____ PASSAGE PROVIDED

Time up for TikTok?

A federal agency has very quietly decided the government shouldn’t be using TikTok.

What happened: Canada’s consulate general in New York deleted its TikTok account earlier this month, after its governing agency—the Treasury Board Secretariat—decided that TikTok is not on its list of “approved social media platforms for use by the Government of Canada.”

  • You’re probably wondering what a consulate general could even post on TikTok, to which the answer is: videos celebrating Canada DayCanadian inventions, and a prompt asking viewers to define #canadianculture—none of which went viral, alas.

  • Some experts are surprised that a diplomatic agency was using TikTok in the first place, given the amount of sensitive information involved in their work. “I’m bothered by the fact that they had an account,” said one former national security analyst.

________
____ SUPPLIED MATERIAL

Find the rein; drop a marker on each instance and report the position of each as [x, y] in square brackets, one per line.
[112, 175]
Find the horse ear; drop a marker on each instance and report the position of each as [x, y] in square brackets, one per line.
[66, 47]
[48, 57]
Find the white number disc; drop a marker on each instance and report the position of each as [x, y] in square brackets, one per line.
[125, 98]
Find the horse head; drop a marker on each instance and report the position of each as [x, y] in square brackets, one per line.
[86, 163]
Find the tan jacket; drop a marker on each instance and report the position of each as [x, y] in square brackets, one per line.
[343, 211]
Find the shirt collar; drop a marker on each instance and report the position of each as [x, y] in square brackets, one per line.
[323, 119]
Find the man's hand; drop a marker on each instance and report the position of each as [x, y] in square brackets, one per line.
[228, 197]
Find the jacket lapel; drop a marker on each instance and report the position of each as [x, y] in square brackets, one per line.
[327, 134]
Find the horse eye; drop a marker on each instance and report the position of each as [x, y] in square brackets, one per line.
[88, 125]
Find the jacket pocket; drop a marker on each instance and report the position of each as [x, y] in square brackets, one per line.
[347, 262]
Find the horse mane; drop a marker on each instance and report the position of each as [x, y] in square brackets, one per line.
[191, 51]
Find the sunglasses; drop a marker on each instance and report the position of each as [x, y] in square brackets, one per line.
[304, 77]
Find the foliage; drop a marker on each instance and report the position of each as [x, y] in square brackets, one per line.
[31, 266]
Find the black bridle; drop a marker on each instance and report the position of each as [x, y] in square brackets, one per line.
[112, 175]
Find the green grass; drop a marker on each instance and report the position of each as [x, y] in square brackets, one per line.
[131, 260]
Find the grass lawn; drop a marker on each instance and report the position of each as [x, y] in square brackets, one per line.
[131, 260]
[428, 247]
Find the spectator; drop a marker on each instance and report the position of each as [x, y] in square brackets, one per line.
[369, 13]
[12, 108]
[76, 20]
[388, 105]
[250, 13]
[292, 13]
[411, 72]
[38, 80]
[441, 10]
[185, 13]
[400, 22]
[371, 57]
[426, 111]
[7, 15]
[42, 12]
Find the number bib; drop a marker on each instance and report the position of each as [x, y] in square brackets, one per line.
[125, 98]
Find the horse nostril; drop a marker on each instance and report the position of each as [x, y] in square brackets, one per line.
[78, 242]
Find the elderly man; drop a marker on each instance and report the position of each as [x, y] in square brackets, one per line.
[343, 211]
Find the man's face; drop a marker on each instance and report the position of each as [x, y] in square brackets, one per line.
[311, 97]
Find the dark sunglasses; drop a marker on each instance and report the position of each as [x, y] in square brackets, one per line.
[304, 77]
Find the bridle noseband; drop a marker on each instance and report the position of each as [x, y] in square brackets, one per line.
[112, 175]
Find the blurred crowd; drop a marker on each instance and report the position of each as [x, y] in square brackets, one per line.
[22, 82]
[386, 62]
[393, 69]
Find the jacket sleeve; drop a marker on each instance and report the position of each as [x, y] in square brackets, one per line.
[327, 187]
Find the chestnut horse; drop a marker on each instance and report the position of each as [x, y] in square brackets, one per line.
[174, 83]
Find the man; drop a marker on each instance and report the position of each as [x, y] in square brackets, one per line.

________
____ SUPPLIED MATERIAL

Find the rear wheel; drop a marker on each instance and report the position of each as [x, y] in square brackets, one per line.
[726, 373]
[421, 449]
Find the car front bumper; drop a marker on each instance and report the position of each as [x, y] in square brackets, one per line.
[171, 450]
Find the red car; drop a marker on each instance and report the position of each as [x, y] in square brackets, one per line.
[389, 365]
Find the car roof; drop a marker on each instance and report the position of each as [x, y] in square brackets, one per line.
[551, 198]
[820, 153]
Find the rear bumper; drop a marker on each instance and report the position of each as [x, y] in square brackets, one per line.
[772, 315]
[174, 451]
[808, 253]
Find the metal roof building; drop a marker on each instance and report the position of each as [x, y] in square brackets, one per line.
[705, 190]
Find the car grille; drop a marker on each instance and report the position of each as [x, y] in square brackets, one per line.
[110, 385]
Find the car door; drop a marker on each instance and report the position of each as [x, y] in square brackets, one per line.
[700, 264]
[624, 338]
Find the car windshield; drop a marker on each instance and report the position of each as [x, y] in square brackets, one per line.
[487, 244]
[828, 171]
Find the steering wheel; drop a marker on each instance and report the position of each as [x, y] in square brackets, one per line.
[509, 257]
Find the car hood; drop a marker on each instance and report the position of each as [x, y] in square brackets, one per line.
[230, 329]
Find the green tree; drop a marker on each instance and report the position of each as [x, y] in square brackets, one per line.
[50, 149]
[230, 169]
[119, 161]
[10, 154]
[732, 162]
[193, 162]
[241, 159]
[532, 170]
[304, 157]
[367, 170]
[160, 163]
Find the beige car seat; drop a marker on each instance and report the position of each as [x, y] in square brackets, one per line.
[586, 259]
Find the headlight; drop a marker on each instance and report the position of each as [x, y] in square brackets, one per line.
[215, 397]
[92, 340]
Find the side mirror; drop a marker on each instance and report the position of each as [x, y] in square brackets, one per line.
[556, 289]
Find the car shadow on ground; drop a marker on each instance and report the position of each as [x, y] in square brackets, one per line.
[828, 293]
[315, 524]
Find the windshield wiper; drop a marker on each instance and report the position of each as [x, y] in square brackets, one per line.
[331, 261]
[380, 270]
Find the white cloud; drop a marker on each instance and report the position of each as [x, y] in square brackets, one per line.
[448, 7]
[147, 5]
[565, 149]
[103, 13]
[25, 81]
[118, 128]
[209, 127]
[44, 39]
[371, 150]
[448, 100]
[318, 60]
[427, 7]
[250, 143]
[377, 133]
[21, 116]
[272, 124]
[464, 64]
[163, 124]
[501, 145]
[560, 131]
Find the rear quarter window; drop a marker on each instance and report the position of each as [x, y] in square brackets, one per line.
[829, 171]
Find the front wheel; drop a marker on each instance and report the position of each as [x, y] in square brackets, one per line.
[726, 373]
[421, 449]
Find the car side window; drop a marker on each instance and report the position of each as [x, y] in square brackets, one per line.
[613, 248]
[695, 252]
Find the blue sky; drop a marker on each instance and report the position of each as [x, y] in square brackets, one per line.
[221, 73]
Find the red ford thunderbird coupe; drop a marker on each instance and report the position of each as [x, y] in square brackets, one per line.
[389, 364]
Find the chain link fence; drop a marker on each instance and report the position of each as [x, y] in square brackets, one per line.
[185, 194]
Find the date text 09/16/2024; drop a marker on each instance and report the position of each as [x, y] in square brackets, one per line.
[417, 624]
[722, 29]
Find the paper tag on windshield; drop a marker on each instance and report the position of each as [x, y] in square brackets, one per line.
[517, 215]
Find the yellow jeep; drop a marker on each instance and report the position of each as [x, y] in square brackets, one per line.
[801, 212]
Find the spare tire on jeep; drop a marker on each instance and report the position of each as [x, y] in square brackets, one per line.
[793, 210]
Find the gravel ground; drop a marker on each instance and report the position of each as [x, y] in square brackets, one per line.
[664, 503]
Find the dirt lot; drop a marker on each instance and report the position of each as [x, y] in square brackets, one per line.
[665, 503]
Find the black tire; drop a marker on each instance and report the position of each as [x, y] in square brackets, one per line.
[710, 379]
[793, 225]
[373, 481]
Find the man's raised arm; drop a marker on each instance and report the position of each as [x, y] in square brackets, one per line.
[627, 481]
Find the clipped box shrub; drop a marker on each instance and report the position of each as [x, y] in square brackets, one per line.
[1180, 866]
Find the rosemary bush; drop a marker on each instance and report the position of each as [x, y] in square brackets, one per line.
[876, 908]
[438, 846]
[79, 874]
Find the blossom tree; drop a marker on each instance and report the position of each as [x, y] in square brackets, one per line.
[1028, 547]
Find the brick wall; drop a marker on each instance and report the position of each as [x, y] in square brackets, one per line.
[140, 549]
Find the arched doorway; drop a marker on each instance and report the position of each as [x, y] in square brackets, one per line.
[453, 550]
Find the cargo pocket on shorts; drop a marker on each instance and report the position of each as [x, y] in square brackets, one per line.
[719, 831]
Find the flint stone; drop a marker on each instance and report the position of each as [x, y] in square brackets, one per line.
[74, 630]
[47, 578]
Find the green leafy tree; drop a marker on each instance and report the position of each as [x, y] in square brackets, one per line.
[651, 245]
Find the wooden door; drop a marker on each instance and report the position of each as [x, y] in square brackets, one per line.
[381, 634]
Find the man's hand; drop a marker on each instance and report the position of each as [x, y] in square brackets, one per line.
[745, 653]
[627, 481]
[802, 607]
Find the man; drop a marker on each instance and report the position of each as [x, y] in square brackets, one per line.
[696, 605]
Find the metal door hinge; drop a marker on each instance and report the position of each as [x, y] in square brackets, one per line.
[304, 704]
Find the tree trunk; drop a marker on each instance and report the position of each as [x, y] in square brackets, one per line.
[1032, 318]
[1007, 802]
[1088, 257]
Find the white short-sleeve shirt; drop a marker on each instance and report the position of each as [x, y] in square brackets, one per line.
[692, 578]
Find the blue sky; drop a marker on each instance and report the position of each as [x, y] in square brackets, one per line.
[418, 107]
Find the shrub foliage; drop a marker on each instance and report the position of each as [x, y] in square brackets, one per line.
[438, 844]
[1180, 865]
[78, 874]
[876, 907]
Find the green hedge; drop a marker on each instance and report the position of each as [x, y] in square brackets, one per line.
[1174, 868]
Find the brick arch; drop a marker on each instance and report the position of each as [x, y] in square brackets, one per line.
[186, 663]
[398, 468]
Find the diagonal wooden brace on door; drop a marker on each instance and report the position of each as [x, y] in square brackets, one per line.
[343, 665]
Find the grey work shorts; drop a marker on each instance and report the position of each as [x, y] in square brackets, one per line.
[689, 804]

________

- THINGS TO DO -
**a.** Check whether each statement below agrees with the TikTok item. Answer yes or no for each, quoting the words from the item that settle it.
(i) Canada's consulate general in New York deleted its TikTok account earlier this month.
(ii) The Treasury Board Secretariat includes TikTok among the social media platforms approved for government use.
(iii) A former national security analyst was bothered that the consulate had a TikTok account.
**b.** Resume the TikTok item, picking up after its final sentence.

- YOUR WRITTEN ANSWERS -
**a.**
(i) Yes: "Canada’s consulate general in New York deleted its TikTok account earlier this month"
(ii) No: "TikTok is not on its list of “approved social media platforms for use by the Government of Canada.”"
(iii) Yes: "“I’m bothered by the fact that they had an account,” said one former national security analyst."

**b.**
This month, a House of Commons ethics committee opened an investigation into TikTok’s use of data and whether it shares sensitive information with the Chinese government.

Why it matters: While Canadian regulators have been quiet about TikTok, at least relative to the mounting concerns expressed by their US equivalents in recent months, deleting a government TikTok account can be seen as the first small step toward reining it in.

Zoom out: In the US, TikTok has been banned from the Army and most federal government agencies. And as the war in Ukraine worsens tensions between the US and Russia-friendly China, calls for a national TikTok ban in America have been growing even louder.